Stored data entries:
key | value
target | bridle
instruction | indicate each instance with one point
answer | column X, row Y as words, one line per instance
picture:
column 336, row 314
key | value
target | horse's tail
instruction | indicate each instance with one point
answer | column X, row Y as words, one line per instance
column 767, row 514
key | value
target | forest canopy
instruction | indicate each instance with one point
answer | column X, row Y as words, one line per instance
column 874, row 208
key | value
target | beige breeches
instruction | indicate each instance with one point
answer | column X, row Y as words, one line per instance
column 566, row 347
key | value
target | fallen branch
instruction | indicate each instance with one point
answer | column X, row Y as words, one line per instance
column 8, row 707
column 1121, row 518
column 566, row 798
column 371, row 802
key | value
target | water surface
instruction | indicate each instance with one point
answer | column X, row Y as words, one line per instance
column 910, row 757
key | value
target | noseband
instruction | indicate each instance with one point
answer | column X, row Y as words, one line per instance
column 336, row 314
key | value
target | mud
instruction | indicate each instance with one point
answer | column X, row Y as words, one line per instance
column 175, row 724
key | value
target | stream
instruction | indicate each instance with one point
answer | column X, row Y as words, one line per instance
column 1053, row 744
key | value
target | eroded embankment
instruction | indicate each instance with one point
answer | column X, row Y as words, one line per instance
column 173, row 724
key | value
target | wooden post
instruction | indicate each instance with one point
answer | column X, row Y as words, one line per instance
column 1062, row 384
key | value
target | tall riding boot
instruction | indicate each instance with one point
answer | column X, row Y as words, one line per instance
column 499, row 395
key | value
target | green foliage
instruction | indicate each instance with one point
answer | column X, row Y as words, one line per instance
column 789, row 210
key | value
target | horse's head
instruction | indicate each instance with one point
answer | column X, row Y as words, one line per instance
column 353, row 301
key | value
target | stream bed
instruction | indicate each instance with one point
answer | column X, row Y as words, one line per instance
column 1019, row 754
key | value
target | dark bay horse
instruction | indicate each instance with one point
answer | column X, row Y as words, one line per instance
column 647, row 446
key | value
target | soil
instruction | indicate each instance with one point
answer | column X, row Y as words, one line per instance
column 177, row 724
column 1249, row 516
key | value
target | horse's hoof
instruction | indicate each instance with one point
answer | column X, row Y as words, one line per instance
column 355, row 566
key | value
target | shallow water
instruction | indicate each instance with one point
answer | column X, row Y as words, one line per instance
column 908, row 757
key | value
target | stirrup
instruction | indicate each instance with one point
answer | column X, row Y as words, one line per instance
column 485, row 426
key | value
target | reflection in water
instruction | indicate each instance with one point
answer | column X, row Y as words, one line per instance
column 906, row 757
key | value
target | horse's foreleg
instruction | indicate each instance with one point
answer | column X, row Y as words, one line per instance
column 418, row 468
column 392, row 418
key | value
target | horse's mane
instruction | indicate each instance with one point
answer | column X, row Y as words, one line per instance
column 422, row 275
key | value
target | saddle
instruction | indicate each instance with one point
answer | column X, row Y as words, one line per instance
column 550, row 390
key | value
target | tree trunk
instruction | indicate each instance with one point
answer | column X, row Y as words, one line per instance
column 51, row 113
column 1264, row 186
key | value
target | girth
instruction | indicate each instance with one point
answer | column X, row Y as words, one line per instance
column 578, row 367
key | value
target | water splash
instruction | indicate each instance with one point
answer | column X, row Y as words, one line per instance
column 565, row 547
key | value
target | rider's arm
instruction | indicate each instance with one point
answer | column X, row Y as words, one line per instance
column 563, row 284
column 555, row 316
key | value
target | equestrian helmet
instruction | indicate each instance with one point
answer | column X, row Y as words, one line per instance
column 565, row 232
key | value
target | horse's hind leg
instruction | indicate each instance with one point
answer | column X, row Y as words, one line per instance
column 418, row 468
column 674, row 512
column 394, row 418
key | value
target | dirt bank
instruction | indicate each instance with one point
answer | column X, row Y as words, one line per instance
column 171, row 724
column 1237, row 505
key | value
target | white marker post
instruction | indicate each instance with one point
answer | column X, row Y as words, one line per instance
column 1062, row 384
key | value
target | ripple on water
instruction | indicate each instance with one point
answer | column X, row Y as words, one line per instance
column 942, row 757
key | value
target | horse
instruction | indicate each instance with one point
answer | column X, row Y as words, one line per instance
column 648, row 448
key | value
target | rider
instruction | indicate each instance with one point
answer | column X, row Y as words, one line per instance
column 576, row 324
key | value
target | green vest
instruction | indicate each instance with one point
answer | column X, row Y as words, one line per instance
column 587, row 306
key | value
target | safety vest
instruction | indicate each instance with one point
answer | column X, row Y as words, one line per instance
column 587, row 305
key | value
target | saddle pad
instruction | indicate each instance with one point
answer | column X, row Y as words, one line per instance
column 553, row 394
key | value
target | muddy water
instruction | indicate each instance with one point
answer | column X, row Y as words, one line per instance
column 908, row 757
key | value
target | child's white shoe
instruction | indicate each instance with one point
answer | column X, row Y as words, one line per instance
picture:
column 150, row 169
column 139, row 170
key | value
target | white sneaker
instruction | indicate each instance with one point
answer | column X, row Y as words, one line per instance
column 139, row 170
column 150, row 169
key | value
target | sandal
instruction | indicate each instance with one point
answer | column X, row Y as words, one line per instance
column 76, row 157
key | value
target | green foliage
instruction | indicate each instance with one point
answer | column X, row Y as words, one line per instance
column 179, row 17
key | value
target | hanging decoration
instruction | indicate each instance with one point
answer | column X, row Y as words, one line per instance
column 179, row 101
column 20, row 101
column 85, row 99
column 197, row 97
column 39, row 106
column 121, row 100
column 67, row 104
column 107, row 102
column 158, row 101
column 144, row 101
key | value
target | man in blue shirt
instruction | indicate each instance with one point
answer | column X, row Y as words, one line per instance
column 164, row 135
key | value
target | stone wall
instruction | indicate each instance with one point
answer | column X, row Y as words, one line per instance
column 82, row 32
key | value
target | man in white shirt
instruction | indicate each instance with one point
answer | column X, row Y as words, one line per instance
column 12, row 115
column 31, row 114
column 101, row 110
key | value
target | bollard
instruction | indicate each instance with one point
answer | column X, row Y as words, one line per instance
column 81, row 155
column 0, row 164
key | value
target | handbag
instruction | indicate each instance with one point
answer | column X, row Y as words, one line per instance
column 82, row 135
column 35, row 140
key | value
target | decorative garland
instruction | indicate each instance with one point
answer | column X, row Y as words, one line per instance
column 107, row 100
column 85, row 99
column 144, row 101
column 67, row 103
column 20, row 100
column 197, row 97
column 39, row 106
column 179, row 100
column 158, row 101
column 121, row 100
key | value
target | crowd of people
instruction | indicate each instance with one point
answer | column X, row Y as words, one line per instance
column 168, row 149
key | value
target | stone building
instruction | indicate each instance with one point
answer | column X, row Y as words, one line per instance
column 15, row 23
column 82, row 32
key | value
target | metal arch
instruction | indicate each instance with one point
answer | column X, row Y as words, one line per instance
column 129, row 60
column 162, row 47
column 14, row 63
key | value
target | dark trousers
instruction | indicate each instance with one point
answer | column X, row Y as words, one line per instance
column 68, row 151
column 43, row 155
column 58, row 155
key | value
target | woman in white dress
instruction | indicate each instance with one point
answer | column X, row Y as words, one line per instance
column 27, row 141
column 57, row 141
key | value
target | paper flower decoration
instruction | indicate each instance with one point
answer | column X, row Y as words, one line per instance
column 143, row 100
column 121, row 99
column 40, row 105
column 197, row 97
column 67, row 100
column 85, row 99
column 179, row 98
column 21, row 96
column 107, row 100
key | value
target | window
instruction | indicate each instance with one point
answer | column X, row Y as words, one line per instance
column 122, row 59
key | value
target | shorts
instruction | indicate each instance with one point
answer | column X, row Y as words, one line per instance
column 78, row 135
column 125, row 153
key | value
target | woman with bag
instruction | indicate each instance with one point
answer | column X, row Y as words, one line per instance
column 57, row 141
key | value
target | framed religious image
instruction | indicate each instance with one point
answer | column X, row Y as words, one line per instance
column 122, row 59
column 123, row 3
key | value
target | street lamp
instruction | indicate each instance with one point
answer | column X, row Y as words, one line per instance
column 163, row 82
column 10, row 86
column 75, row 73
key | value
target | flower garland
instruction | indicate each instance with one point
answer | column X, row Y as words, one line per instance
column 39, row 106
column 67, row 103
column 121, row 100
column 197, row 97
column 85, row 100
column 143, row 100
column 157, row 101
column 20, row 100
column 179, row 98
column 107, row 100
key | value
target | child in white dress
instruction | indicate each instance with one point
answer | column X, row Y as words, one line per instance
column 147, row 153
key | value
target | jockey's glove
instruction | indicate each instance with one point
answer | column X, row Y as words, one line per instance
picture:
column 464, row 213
...
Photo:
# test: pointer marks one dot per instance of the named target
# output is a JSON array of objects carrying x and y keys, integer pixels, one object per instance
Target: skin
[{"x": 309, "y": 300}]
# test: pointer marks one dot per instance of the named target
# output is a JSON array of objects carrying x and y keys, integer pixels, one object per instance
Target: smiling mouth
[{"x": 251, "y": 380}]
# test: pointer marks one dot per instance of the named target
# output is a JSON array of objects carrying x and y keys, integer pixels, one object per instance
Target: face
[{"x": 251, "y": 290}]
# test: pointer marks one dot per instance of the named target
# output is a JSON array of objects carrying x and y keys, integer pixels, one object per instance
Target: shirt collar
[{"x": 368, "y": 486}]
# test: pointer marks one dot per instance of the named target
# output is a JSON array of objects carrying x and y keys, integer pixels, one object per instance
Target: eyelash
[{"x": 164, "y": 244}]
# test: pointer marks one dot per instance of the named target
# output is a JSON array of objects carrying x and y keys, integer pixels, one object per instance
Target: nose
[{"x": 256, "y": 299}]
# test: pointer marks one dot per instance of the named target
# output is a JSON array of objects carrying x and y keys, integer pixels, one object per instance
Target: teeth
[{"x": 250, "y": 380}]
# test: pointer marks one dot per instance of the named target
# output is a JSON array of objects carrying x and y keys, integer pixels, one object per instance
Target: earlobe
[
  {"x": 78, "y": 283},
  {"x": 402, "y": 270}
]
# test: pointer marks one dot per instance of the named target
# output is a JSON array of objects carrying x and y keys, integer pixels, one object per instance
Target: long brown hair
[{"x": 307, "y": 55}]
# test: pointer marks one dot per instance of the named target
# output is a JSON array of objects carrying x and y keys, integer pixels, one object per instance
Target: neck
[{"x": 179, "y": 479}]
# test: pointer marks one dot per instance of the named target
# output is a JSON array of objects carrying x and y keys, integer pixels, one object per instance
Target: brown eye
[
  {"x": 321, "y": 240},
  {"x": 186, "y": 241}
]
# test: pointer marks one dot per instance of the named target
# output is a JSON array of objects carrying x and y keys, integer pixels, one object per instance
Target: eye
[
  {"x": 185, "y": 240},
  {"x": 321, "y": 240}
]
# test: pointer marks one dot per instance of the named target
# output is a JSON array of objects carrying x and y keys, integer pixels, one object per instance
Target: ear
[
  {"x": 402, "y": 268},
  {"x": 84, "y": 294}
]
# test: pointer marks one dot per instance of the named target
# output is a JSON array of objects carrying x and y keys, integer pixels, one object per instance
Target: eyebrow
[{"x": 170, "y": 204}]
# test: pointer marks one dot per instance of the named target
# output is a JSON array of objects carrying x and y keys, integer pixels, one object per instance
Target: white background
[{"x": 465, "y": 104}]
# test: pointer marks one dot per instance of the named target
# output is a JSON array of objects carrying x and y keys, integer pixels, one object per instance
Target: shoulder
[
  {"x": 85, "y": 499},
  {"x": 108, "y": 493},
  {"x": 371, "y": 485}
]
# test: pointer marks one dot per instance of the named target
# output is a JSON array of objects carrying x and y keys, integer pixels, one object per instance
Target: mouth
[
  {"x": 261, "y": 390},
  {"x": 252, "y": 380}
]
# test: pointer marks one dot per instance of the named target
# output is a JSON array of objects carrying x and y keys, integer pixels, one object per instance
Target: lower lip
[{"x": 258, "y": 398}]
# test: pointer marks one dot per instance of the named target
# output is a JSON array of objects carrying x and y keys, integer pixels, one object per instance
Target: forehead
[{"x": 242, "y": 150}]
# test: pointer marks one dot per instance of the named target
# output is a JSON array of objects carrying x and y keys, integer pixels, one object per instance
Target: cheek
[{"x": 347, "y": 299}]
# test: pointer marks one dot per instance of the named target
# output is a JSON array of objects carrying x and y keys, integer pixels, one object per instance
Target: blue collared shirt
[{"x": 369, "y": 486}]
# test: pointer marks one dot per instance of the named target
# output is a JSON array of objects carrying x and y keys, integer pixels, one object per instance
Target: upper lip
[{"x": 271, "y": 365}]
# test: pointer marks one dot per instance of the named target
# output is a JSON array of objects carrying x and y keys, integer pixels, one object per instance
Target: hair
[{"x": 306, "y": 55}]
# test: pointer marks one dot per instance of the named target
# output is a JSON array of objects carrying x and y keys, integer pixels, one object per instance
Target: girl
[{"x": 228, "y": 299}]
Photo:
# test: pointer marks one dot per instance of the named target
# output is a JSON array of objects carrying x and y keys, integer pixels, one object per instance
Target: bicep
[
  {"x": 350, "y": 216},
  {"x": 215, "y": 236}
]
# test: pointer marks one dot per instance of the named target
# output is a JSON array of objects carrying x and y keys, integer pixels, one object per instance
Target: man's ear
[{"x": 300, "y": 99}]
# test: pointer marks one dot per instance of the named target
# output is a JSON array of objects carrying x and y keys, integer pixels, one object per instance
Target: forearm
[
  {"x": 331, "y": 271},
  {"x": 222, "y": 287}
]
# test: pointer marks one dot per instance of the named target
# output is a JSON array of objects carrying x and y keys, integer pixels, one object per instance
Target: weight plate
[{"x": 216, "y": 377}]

_WHAT YOU SHOULD DO_
Your reply should be one number, the count of lines in the data that include the word "child".

_ANSWER TO THE PROBLEM_
2